● Exercise objective:
Output each line of the listing that follows, with every character kept as it is.

● Given entries:
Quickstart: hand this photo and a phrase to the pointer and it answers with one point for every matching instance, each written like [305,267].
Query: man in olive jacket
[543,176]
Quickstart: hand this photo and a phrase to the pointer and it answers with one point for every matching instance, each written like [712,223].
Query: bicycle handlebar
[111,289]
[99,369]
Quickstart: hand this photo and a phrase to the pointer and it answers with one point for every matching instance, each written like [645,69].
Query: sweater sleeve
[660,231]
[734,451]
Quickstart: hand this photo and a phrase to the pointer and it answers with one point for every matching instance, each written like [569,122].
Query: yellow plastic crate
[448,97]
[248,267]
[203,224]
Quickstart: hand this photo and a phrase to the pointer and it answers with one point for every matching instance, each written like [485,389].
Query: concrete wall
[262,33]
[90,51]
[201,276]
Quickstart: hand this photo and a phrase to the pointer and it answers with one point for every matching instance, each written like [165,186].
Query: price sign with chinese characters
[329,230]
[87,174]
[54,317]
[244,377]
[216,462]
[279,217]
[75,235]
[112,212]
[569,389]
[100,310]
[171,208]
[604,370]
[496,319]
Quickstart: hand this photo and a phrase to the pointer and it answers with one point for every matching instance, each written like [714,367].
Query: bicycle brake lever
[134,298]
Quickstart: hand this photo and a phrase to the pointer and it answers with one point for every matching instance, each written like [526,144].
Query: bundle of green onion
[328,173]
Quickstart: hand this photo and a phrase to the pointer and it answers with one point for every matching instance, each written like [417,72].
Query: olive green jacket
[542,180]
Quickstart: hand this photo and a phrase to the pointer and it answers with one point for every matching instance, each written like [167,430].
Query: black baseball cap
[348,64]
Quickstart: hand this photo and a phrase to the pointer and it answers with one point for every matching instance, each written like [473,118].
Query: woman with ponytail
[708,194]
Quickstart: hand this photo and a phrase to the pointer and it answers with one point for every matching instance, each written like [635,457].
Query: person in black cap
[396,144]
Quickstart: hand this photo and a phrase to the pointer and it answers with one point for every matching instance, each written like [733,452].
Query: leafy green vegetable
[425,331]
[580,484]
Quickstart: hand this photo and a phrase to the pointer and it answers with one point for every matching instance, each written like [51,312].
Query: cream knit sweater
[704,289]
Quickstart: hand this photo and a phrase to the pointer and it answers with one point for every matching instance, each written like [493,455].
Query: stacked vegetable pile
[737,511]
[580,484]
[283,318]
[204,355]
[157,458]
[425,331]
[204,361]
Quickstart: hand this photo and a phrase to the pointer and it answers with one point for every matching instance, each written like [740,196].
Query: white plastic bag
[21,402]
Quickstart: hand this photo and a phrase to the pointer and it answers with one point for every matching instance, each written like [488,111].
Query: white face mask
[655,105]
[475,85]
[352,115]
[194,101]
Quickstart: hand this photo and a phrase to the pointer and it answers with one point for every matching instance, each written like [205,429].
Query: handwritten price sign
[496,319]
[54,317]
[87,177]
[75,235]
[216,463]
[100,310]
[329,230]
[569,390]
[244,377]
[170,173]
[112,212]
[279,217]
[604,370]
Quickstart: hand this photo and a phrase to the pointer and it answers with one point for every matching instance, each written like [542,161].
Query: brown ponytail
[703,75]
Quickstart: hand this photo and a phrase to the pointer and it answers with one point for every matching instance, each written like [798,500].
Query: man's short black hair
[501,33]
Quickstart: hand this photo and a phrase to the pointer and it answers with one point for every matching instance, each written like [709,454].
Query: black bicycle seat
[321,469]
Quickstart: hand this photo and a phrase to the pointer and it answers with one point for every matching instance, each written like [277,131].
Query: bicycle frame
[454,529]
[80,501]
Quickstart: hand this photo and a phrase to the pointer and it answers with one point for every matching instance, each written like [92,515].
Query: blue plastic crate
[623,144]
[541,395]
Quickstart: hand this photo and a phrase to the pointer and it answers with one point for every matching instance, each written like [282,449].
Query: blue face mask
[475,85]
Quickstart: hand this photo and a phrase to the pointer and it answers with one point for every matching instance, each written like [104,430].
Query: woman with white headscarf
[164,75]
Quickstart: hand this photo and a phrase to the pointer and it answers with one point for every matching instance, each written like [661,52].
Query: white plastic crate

● Solution:
Quickstart: hand this photo and a phrase to the pointer and it answers with one point for every matching instance, each written like [305,267].
Query: man in olive jacket
[543,176]
Quickstart: hand this photo and a phrase to the pointer and it answers with one point for every matching instance, each written like [712,223].
Query: bicycle handlebar
[111,289]
[99,369]
Quickstart: hand this photo and a phrase to the pointer and it answers with one point for every matching instance, each written like [645,69].
Query: sweater sleeve
[660,231]
[734,451]
Quickstart: hand this photo and a phrase to the pointer and it answers with one point for every matching instance, each written like [569,122].
Query: yellow plastic crate
[448,97]
[248,267]
[203,224]
Quickstart: hand this photo and a phrase to the pointer and it answers with one point for every matching instance, each written like [485,389].
Query: concrete wall
[262,33]
[90,51]
[201,276]
Quickstart: hand this photo and a phrase to the pointer and it answers with one point for every matching instance, each written like [165,186].
Query: price sign with chinese characters
[329,230]
[87,174]
[54,317]
[244,377]
[216,462]
[279,217]
[75,235]
[112,212]
[569,389]
[100,310]
[171,208]
[604,370]
[496,319]
Quickstart: hand this photo and a phrase to the pointer and it answers with one point for every matching instance, each written like [714,367].
Query: bicycle brake lever
[134,298]
Quickstart: hand this photo and a phrase to the pointer and it answers with one point for every matching instance, each written like [526,144].
Query: bundle of green onion
[328,173]
Quickstart: hand this photo and a phrase to the pointer and it answers with one point for every matching instance, each written like [417,72].
Query: olive green jacket
[542,180]
Quickstart: hand this photo and a phrase to the pointer and it answers with one point for every matching instance, each written like [167,430].
Query: black baseball cap
[348,64]
Quickstart: hand this photo and a phrase to the pointer and it answers with one point for every matching instance, each written like [473,118].
Query: woman with ponytail
[708,194]
Quickstart: hand this photo and a phrase to the pointer and it answers with one point for every matching instance, each written like [635,457].
Query: person in black cap
[396,144]
Quickstart: hand this photo and a phrase to the pointer and it answers with one point for every matching instance, each written like [733,452].
Query: leafy green vegetable
[425,331]
[580,484]
Quickstart: hand this photo and a phrase to the pointer and it answers with one point for every matching instance, each written like [51,312].
Query: cream knit sweater
[704,289]
Quickstart: hand this photo and a phrase to the pointer and it answers with one point for every matching instance, each written like [493,455].
Query: stacked vegetable pile
[737,511]
[580,484]
[283,318]
[204,355]
[157,458]
[425,331]
[204,361]
Quickstart: hand this photo and a phrase to the pointer and it answers with one point for every matching instance, each written like [740,196].
Query: white plastic bag
[21,402]
Quickstart: hand this photo and a phrase to the pointer and it answers with one point for every matching instance, each written like [488,111].
Query: white face mask
[655,105]
[475,85]
[352,115]
[194,101]
Quickstart: hand this photo and a phrase to the pointer and it answers with one point for every matching instance, each written like [205,429].
Query: handwritten price sign
[496,319]
[54,317]
[87,177]
[75,235]
[216,463]
[100,310]
[329,230]
[569,390]
[244,377]
[170,173]
[112,212]
[279,217]
[604,370]
Quickstart: hand this photo and a phrase to the pointer and it answers with one point for every matching instance, each written like [542,161].
Query: brown ponytail
[703,75]
Quickstart: hand this photo and a phrase to the pointer and it answers with one point for every matching instance, each written like [798,500].
Query: man's short black hair
[501,33]
Quickstart: hand this photo and a phrase to the pointer and it answers with one point for every matching instance, each written like [709,454].
Query: black bicycle seat
[321,469]
Quickstart: hand this photo and a phrase to the pointer and it answers with one point for every matching instance, each written like [277,131].
Query: bicycle frame
[454,529]
[80,501]
Quickstart: hand this photo and a phrase to the pointer and it answers with one point for every matching instance, each written like [92,515].
Query: blue plastic crate
[623,144]
[541,395]
Quickstart: hand this photo and a phrase to the pointer and it answers with one point for every matching instance, each written like [282,449].
Query: blue face mask
[475,85]
Quickstart: hand this photo and a phrase to the pointer and it answers with one point for every matching instance, each written like [104,430].
Query: woman with white headscarf
[164,75]
Quickstart: hand this photo and a phrase to the pointer and it answers with one point for every matching instance, each written like [661,52].
Query: white plastic crate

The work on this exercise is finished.